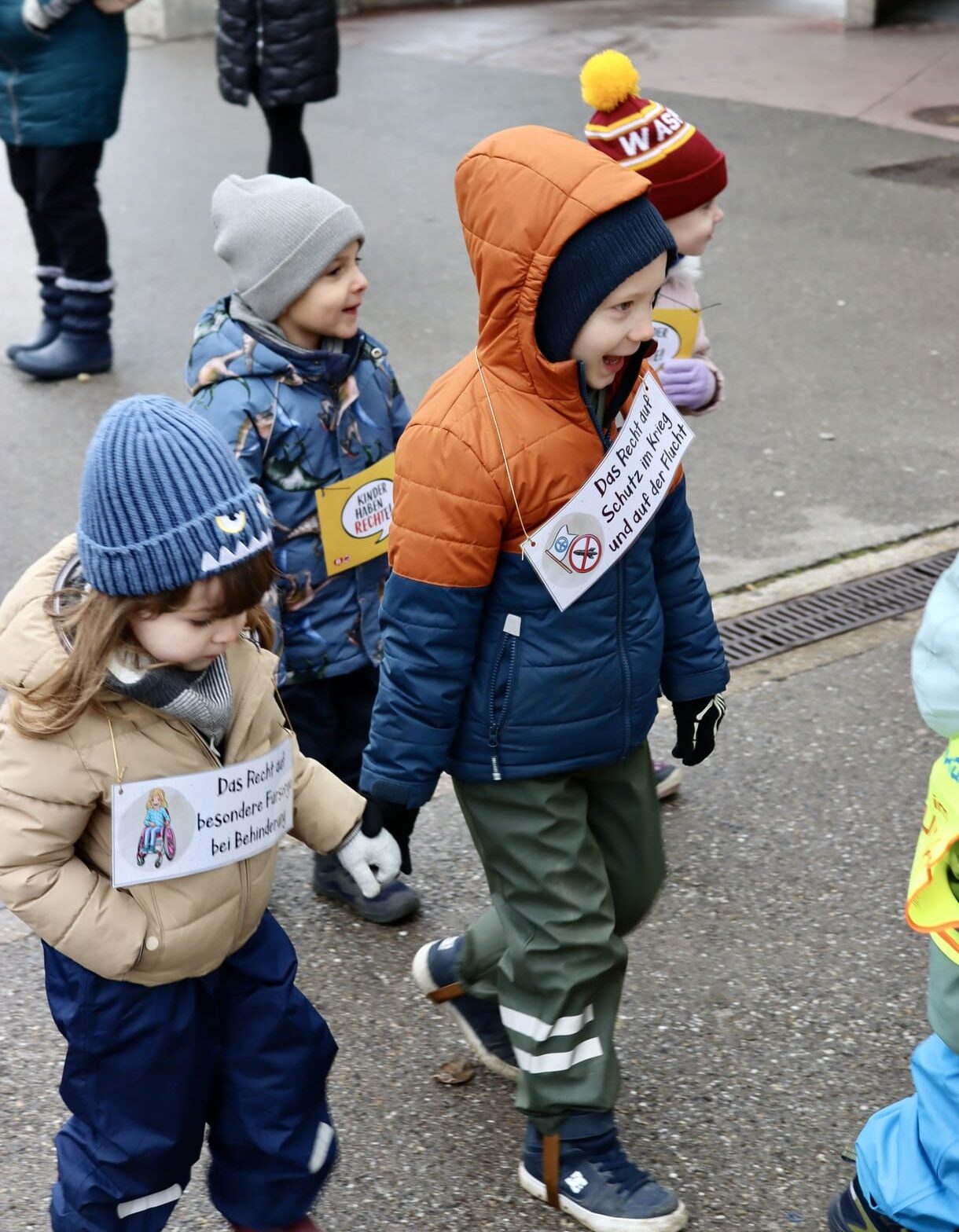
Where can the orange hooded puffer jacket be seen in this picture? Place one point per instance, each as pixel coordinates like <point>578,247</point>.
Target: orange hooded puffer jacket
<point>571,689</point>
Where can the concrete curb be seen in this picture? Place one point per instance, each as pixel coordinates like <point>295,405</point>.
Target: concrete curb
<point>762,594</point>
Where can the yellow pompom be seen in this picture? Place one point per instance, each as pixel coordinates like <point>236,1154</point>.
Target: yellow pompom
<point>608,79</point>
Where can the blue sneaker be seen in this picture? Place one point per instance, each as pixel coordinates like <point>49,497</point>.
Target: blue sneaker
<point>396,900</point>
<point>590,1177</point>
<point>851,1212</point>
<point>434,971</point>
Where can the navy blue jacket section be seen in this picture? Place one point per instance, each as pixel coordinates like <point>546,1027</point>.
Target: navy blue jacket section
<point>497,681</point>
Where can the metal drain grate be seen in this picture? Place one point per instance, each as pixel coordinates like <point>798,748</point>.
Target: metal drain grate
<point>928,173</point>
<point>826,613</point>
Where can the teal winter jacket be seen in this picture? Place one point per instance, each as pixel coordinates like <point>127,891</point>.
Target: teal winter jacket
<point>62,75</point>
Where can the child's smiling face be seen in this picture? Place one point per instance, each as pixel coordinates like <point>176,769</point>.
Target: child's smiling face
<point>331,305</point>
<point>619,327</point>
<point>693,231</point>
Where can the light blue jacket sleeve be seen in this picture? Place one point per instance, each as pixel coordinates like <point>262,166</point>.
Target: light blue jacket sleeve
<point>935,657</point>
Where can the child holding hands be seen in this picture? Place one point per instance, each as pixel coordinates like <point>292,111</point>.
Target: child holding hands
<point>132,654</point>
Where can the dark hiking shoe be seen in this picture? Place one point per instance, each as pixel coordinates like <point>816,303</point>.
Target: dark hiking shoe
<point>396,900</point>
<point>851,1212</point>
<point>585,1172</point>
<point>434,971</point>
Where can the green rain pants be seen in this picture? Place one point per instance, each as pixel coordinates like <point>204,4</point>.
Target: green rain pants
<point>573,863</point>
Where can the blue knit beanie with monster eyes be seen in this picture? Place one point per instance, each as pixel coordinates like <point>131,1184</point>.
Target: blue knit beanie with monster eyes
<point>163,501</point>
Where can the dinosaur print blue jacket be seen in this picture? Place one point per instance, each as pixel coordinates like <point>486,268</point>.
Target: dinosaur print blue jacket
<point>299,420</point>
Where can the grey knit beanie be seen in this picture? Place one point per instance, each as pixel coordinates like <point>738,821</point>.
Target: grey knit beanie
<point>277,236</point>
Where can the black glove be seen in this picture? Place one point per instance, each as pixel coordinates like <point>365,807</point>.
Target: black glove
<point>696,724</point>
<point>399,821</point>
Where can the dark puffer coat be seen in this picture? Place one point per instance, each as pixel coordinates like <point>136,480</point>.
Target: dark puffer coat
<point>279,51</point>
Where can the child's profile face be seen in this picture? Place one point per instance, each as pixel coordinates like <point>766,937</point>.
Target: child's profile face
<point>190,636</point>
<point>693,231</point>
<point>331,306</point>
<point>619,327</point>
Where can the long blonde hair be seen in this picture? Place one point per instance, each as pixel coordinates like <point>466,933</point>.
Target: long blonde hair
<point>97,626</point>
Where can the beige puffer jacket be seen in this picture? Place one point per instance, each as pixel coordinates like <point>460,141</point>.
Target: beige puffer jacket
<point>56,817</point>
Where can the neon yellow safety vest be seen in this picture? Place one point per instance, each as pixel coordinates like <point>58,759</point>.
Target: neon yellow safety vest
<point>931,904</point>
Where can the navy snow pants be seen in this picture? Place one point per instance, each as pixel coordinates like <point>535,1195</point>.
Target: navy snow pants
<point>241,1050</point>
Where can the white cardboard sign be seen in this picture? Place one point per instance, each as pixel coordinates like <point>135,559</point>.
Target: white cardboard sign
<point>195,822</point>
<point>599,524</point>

+ + + + +

### EXERCISE
Every entry should be written out word for word, except for its pictures.

### WRITTEN ANSWER
Where can the orange hooded puffer jacket be seen in this picture? Place one point per instance, each as pixel coordinates like <point>578,247</point>.
Target: orange hooded puffer jacket
<point>571,689</point>
Where can the concrete curb be seen in this picture? Place one point per instance, each as pixel coordinates like <point>295,405</point>.
Target: concrete curb
<point>762,594</point>
Where can the yellow pompom be seen in this picture? Place one point per instance, each as pixel coordinates like <point>236,1154</point>.
Target: yellow pompom
<point>608,79</point>
Where can the blue sneaker be seen in this picture? Place one point per instance, each as pixel coordinates like <point>49,497</point>.
Target: blue sneaker
<point>396,900</point>
<point>590,1177</point>
<point>851,1212</point>
<point>434,971</point>
Where can the navy blue jacket section be seen in this picture? Place one point per instance, each as pixel coordinates like <point>546,1027</point>.
Target: navy blue jacket section
<point>497,681</point>
Where can the metal drain grate be seen in this picture? Place one point per instance, each as pixel coordinates like <point>798,748</point>.
Target: metal drain grate
<point>928,173</point>
<point>826,613</point>
Where can the teal winter jacket be seen in this picture? Place one point per instance, each as pixel coordinates like <point>127,891</point>.
Target: teal winter jacket
<point>62,75</point>
Where can the child's smiling face be seen in this picture? Place one point per instance, each as pixel coordinates like <point>176,769</point>.
Target: child's smiling face
<point>331,305</point>
<point>619,327</point>
<point>693,231</point>
Where can the light blue jacket sleeve be seen in this picture? Place one point per instance, each as pixel coordinates like <point>262,166</point>.
Target: light blue jacket sleeve
<point>935,657</point>
Where can the child holding hands be seen in this picture? Place one point per instance, each as pixel coordinates like <point>292,111</point>.
Target: child holding hands
<point>132,654</point>
Where can the dark hiking shoe be seen in this picture? Place one point per instance, each as pixel coordinates like <point>816,303</point>.
Target: dark hiking shoe
<point>396,900</point>
<point>851,1212</point>
<point>585,1172</point>
<point>434,971</point>
Where can the green rain pants be seen in this picture? Place one point per instance, each as pixel coordinates like <point>204,4</point>.
Target: green rain pants
<point>573,863</point>
Where can the blue knit beanie with monster eyes be seen in this picture? Place one point per instance, each as pixel coordinates like <point>131,1184</point>.
Target: blue knit beanie with monster eyes
<point>163,501</point>
Where can the dinosaur print blue jacket be seen in this picture? Place one point per instance, each as pixel coordinates like <point>486,268</point>.
Target: dinosaur print blue jacket
<point>299,420</point>
Where can the grey knit beanie be seen in this picture? Place one point per instance, each as pixel coordinates like <point>738,821</point>.
Target: grey knit beanie
<point>277,236</point>
Where can the black glove be seen in this picture? Place one point per instance, each as pixel coordinates like <point>365,807</point>.
Target: black glove
<point>696,724</point>
<point>399,821</point>
Where can the dark puffer coat be seen in this picture? Place one point per instance, each as pixel coordinates like <point>136,480</point>.
Target: dark puffer coat
<point>279,51</point>
Where can the child's profile face be seen in this picture? Place one point per instance, each as pixel coordinates like <point>766,937</point>.
Target: child's profile face
<point>190,636</point>
<point>693,231</point>
<point>331,306</point>
<point>619,327</point>
Where can the long blonde hair be seen in this picture? Place one point per instance, each as pixel coordinates like <point>466,933</point>.
Target: long blonde hair
<point>97,626</point>
Where can the beige puffer jacket be seen in this picture? Place one point per instance, each as pixel coordinates like <point>460,141</point>.
Target: beige puffer jacket
<point>56,817</point>
Where can the neon yellow safety vest be seen in this picture? Place one point per instance, each as pixel coordinates like <point>58,759</point>.
Target: neon yellow safety vest
<point>931,904</point>
Where can the navy snow pants be seen in this picture? Place one point per instance, each as pixel coordinates like <point>535,1195</point>.
Target: navy snow pants
<point>241,1050</point>
Where can the white cardboard sign be seen in this picture? Place one point per instance, each as pixel coordinates like <point>135,559</point>.
Target: white cardboard sign
<point>195,822</point>
<point>599,524</point>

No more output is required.